GIVEN PROBLEM
Please reproduce each of the lines below word for word, in the same order.

------------------------

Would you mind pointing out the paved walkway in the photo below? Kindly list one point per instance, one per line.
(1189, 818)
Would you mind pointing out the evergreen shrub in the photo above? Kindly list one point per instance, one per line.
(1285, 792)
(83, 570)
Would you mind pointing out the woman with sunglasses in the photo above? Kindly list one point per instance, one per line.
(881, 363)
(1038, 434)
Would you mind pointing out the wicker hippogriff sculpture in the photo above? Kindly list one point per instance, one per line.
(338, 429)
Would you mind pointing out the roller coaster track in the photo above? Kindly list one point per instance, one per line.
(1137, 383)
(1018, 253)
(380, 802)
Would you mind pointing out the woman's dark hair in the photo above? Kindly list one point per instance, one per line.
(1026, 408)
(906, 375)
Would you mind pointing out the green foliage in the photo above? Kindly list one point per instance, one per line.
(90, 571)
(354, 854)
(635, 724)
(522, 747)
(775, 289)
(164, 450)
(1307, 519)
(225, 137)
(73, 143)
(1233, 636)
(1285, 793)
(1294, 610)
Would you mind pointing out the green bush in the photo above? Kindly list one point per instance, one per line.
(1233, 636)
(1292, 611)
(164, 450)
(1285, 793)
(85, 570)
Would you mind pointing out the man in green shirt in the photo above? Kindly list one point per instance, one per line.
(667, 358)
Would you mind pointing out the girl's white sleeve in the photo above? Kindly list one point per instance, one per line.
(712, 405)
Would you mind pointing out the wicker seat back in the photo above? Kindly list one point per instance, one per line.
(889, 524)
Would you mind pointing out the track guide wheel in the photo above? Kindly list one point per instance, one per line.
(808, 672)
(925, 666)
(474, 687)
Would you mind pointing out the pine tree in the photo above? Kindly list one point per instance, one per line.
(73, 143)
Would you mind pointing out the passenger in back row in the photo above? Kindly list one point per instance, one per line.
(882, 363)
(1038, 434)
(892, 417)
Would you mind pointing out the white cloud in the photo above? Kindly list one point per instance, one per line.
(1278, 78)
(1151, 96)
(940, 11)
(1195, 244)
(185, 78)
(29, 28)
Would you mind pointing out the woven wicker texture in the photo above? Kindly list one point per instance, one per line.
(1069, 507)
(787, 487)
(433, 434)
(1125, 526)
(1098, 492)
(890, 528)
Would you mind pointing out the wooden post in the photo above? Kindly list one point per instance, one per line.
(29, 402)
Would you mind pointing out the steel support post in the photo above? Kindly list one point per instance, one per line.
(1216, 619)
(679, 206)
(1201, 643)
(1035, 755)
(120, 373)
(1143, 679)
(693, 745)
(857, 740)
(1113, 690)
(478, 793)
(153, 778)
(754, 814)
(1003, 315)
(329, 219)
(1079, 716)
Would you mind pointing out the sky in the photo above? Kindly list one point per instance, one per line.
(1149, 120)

------------------------

OUTPUT
Would you mind pointing out the paved walkway in the photo below? Kindly list one point per instance, one per line.
(1189, 818)
Would you mind pointing out the evergreen shrub in the photo above? Kindly list one point per instance, one per line.
(1285, 792)
(83, 570)
Would you mind pointing out the woman with sunglasses in the photo above? Kindly list one point per instance, one per line.
(881, 363)
(1038, 434)
Would you mind pointing out the wicker hippogriff sculpture in the photo above? Kindly list one point per instance, one per line.
(338, 429)
Would you mind pointing out the roller coaster track in the photo above? Kindly list one point per instance, one per line.
(1137, 383)
(1018, 253)
(380, 802)
Would you mind pointing out the woman's dark hair in the photo above? Kindly list one point per instance, one per line.
(1026, 408)
(906, 375)
Would you mind pointing out the green foliage in the photo above? Kindly list one point per instance, one per line.
(90, 571)
(354, 854)
(635, 724)
(522, 747)
(775, 289)
(164, 450)
(1307, 519)
(225, 137)
(73, 143)
(1233, 636)
(1285, 793)
(1294, 610)
Would you mind pointing out the green bush in the photo above? Kindly list one point per instance, one per line.
(1233, 636)
(1292, 611)
(164, 450)
(1285, 793)
(85, 570)
Would you mind pointing out the man in green shirt in the photo above? Kindly list one point per instance, one per line.
(667, 358)
Would you mind pointing out the girl's white sleeve in the photo above? Kindly list one point per instance, one per line.
(712, 405)
Would you mind pointing out the wicker seat back in the photo above? Kindly list one point per instance, one per line.
(889, 524)
Would you mind pointing out the track guide wheel in the photo above? Kindly list one point per instance, one per line.
(808, 672)
(925, 666)
(474, 687)
Would you mind pointing out the pine tree in the photo above? Kindly list one point per instance, one per line.
(73, 143)
Would you mind pointing out the passenger in back row in the photo above? Kindly list one point per instance, one per line.
(882, 363)
(1038, 434)
(892, 417)
Would you mind pointing out the white cloud in the photo above? Kindly list one point per instance, one per line.
(1278, 78)
(1151, 96)
(940, 11)
(1195, 244)
(185, 78)
(29, 28)
Would you mind pointing out the woven wicker texture in the photo above? Kindly list one point per instance, one per line.
(1069, 507)
(787, 487)
(433, 434)
(1125, 526)
(1098, 492)
(890, 528)
Would you mind pointing out the wooden post in the photo above? Kindly list one point per instance, one per line.
(29, 402)
Would you mind pointing out the steel support post in the photo above? Kindly list one point per instance, one per line.
(1216, 619)
(679, 206)
(1201, 643)
(1035, 755)
(120, 373)
(1143, 679)
(693, 745)
(857, 740)
(1113, 690)
(478, 793)
(153, 778)
(754, 814)
(1003, 315)
(329, 219)
(1079, 716)
Would you mind pointing out the sky in the photo above? Kindly list one point per instance, one per line.
(1149, 120)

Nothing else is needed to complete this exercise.